___ Extrait ___

En effet, et c'est à la demande de la commission des lois qu'elle est inscrite à l'ordre du jour du Sénat mercredi prochain.
Malgré ce que laisse entendre son intitulé, cette proposition de loi ne traite ni de l'intégralité du marché de l'art, ni seulement du marché de l'art, mais des ventes volontaires de meubles aux enchères publiques - qui, en dehors des objets d'art et de collection au sens large, concernent aussi, notamment, les véhicules d'occasion, le matériel industriel et les chevaux.
Jusqu'aux années 2000, suivant une tradition remontant au XVIe siècle, les ventes aux enchères publiques de meubles corporels ont été réservées, en France, à des officiers ministériels, les commissaires-priseurs. Plus précisément, ces derniers étaient seuls à pouvoir proposer un meuble corporel aux enchères publiques, constater les enchères et adjuger le bien au mieux-disant des enchérisseurs, au nom et pour le compte du propriétaire ou de son représentant.
La vente aux enchères publiques des autres biens était, elle aussi, réservée par la jurisprudence à des officiers publics ou ministériels, à savoir, pour les immeubles, les notaires et pour les meubles incorporels, les notaires, les huissiers ou les commissaires-priseurs, en fonction de la nature de ces biens.

___ Données fournies ___

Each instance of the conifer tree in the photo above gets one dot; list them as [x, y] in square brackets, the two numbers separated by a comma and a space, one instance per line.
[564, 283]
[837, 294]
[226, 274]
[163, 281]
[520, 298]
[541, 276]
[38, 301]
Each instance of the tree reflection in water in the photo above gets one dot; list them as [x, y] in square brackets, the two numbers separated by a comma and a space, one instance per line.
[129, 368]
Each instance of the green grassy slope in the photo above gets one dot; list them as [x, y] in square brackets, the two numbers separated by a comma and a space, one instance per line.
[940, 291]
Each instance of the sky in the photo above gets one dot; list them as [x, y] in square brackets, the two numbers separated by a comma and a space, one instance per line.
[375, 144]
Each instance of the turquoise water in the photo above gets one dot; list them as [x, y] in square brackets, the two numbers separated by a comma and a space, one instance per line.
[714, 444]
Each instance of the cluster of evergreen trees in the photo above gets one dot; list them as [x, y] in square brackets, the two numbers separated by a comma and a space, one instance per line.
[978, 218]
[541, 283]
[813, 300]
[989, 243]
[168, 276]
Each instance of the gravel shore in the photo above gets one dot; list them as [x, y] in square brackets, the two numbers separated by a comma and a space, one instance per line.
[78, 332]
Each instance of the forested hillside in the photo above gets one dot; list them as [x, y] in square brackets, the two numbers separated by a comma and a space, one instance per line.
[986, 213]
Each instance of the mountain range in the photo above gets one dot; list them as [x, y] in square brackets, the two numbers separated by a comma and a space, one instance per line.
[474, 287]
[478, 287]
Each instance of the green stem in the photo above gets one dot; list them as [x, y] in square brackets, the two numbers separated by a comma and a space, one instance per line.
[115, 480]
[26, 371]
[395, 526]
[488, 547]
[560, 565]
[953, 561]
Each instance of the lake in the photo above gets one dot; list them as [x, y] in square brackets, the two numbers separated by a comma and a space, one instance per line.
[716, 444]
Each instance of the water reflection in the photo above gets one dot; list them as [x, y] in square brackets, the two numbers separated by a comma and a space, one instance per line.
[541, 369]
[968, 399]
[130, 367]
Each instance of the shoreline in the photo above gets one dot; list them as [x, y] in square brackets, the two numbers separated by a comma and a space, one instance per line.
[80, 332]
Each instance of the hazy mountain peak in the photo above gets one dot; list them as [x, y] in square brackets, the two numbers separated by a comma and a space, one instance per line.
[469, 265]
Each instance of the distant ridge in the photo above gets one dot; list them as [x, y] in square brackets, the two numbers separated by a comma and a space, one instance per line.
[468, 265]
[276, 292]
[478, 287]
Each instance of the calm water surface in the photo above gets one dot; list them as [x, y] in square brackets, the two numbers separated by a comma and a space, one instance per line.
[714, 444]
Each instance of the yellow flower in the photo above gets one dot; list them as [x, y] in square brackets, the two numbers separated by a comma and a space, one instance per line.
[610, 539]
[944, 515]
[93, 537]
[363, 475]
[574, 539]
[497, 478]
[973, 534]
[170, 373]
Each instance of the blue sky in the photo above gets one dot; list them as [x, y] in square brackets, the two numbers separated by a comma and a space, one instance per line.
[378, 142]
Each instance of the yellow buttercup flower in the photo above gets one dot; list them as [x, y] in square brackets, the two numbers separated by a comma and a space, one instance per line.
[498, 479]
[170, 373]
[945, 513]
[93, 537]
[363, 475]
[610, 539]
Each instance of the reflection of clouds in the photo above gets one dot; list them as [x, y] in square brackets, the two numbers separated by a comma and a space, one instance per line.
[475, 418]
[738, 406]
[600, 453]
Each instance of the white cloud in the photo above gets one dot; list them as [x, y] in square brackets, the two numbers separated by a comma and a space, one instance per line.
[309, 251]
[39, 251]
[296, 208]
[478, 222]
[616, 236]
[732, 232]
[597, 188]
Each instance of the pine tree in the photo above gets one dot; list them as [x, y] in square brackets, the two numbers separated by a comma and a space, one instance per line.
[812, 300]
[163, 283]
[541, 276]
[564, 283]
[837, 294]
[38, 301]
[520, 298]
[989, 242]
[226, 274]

___

■ Demande: Veuillez recopier intégralement l'extrait sur les ventes aux enchères publiques, sans y changer un mot.

■ Réponse:
En effet, et c'est à la demande de la commission des lois qu'elle est inscrite à l'ordre du jour du Sénat mercredi prochain.
Malgré ce que laisse entendre son intitulé, cette proposition de loi ne traite ni de l'intégralité du marché de l'art, ni seulement du marché de l'art, mais des ventes volontaires de meubles aux enchères publiques - qui, en dehors des objets d'art et de collection au sens large, concernent aussi, notamment, les véhicules d'occasion, le matériel industriel et les chevaux.
Jusqu'aux années 2000, suivant une tradition remontant au XVIe siècle, les ventes aux enchères publiques de meubles corporels ont été réservées, en France, à des officiers ministériels, les commissaires-priseurs. Plus précisément, ces derniers étaient seuls à pouvoir proposer un meuble corporel aux enchères publiques, constater les enchères et adjuger le bien au mieux-disant des enchérisseurs, au nom et pour le compte du propriétaire ou de son représentant.
La vente aux enchères publiques des autres biens était, elle aussi, réservée par la jurisprudence à des officiers publics ou ministériels, à savoir, pour les immeubles, les notaires et pour les meubles incorporels, les notaires, les huissiers ou les commissaires-priseurs, en fonction de la nature de ces biens.